[Exercise materials]:
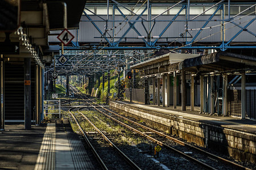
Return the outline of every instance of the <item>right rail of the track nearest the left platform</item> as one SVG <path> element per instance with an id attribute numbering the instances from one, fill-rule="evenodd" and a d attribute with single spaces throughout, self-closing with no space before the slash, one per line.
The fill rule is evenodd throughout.
<path id="1" fill-rule="evenodd" d="M 80 108 L 81 109 L 81 108 Z M 101 136 L 105 139 L 105 141 L 107 141 L 109 143 L 110 146 L 112 146 L 115 150 L 118 151 L 118 154 L 122 156 L 123 159 L 125 159 L 125 161 L 131 165 L 131 167 L 133 167 L 134 169 L 140 169 L 138 167 L 137 164 L 135 164 L 130 158 L 128 158 L 128 156 L 126 156 L 121 150 L 119 150 L 119 148 L 117 146 L 114 145 L 113 142 L 110 141 L 110 139 L 108 137 L 106 137 L 106 135 L 104 133 L 102 133 L 102 131 L 100 129 L 98 129 L 84 114 L 82 114 L 79 109 L 78 109 L 78 112 L 81 114 L 82 117 L 85 118 L 86 121 L 89 122 L 89 124 L 91 126 L 93 126 L 93 128 L 98 131 L 99 134 L 101 134 Z"/>

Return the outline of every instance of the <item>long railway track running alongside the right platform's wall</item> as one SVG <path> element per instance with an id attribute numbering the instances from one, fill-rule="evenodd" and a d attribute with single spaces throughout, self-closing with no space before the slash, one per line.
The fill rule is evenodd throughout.
<path id="1" fill-rule="evenodd" d="M 192 162 L 195 162 L 197 164 L 200 164 L 201 166 L 203 166 L 206 169 L 220 169 L 223 167 L 225 167 L 227 169 L 249 169 L 249 168 L 243 167 L 242 165 L 239 165 L 237 163 L 231 162 L 230 160 L 221 158 L 220 156 L 211 154 L 207 151 L 201 150 L 200 148 L 189 145 L 189 144 L 187 144 L 183 141 L 180 141 L 176 138 L 172 138 L 172 137 L 170 137 L 164 133 L 161 133 L 157 130 L 154 130 L 154 129 L 148 128 L 147 126 L 138 124 L 137 122 L 130 120 L 129 118 L 123 117 L 120 114 L 110 111 L 110 109 L 102 107 L 101 105 L 98 105 L 94 101 L 90 100 L 88 97 L 81 95 L 80 92 L 77 91 L 75 87 L 73 87 L 73 91 L 75 91 L 76 94 L 79 94 L 78 96 L 81 97 L 81 99 L 84 99 L 88 105 L 91 105 L 91 107 L 93 107 L 96 111 L 104 114 L 106 117 L 109 117 L 113 121 L 118 122 L 118 124 L 121 124 L 122 126 L 125 126 L 126 128 L 135 131 L 135 133 L 143 135 L 150 141 L 158 143 L 158 145 L 164 146 L 164 147 L 176 152 L 177 154 L 180 154 L 184 158 L 191 160 Z M 90 103 L 88 102 L 88 100 L 90 101 Z M 98 108 L 96 108 L 95 105 L 97 105 Z M 125 120 L 134 126 L 137 126 L 137 128 L 133 128 L 133 127 L 125 124 L 122 120 Z M 144 130 L 150 131 L 151 133 L 157 134 L 159 137 L 157 137 L 157 139 L 152 138 L 152 137 L 150 137 L 150 135 L 146 135 L 142 131 L 137 130 L 138 127 L 143 128 Z M 168 139 L 168 141 L 166 141 L 166 139 Z M 175 147 L 175 148 L 172 147 L 170 145 L 170 141 L 179 144 L 181 147 Z M 176 148 L 179 148 L 179 149 L 176 149 Z M 188 150 L 189 150 L 190 155 L 184 154 L 184 152 L 188 151 Z"/>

[Requirement]: Can you retype every record above exactly, leaving out the pictures?

[Result of this task]:
Return the outline of every instance of the <item>right rail of the track nearest the left platform</item> as one SVG <path> element per instance with an id attribute numbering the instances from one, fill-rule="evenodd" and a d attribute with single spaces throughout, self-closing with no space before the slash, one per line.
The fill rule is evenodd throughout.
<path id="1" fill-rule="evenodd" d="M 80 108 L 81 109 L 81 108 Z M 101 136 L 105 139 L 105 141 L 107 141 L 109 143 L 110 146 L 112 146 L 115 150 L 118 151 L 118 154 L 122 156 L 123 159 L 125 159 L 125 161 L 131 165 L 131 167 L 133 167 L 134 169 L 140 169 L 138 167 L 137 164 L 135 164 L 130 158 L 128 158 L 128 156 L 126 156 L 121 150 L 119 150 L 119 148 L 117 146 L 114 145 L 113 142 L 110 141 L 110 139 L 108 137 L 106 137 L 106 135 L 104 133 L 102 133 L 102 131 L 100 129 L 98 129 L 84 114 L 82 114 L 79 109 L 78 109 L 78 112 L 81 114 L 82 117 L 85 118 L 86 121 L 89 122 L 89 124 L 91 126 L 93 126 L 93 128 L 98 131 L 99 134 L 101 134 Z"/>

Return the outline of every instance of the <item>long railway track running alongside the right platform's wall</item> as one SVG <path> element per instance with an id attribute numbering the instances from one, fill-rule="evenodd" and a d attribute with single spaces throughout, self-closing with no space before the slash, one per line.
The fill rule is evenodd throughout.
<path id="1" fill-rule="evenodd" d="M 192 162 L 195 162 L 197 164 L 200 164 L 201 166 L 203 166 L 206 169 L 220 169 L 223 167 L 225 167 L 227 169 L 249 169 L 249 168 L 243 167 L 242 165 L 239 165 L 237 163 L 231 162 L 230 160 L 221 158 L 220 156 L 211 154 L 207 151 L 201 150 L 200 148 L 189 145 L 189 144 L 187 144 L 183 141 L 180 141 L 176 138 L 172 138 L 172 137 L 170 137 L 164 133 L 161 133 L 157 130 L 154 130 L 154 129 L 148 128 L 147 126 L 138 124 L 137 122 L 130 120 L 129 118 L 123 117 L 120 114 L 110 111 L 110 109 L 102 107 L 101 105 L 98 105 L 94 101 L 90 100 L 88 97 L 81 95 L 80 92 L 77 91 L 75 87 L 73 87 L 73 91 L 75 91 L 76 94 L 79 94 L 78 96 L 81 97 L 81 99 L 84 99 L 88 105 L 91 105 L 91 107 L 93 107 L 96 111 L 104 114 L 106 117 L 109 117 L 113 121 L 118 122 L 118 124 L 121 124 L 122 126 L 125 126 L 126 128 L 135 131 L 135 133 L 143 135 L 150 141 L 158 143 L 158 145 L 164 146 L 164 147 L 176 152 L 177 154 L 180 154 L 184 158 L 191 160 Z M 90 103 L 88 102 L 88 100 L 90 101 Z M 98 108 L 96 108 L 95 105 L 97 105 Z M 125 120 L 134 126 L 137 126 L 137 128 L 133 128 L 133 127 L 125 124 L 122 120 Z M 144 130 L 150 131 L 151 133 L 157 134 L 159 137 L 157 137 L 157 139 L 152 138 L 152 137 L 150 137 L 150 135 L 146 135 L 142 131 L 137 130 L 138 127 L 143 128 Z M 168 139 L 168 141 L 166 141 L 166 139 Z M 175 147 L 175 148 L 172 147 L 170 145 L 170 141 L 179 144 L 181 147 Z M 176 148 L 179 148 L 179 149 L 176 149 Z M 188 150 L 189 150 L 190 155 L 184 154 L 184 152 L 188 151 Z"/>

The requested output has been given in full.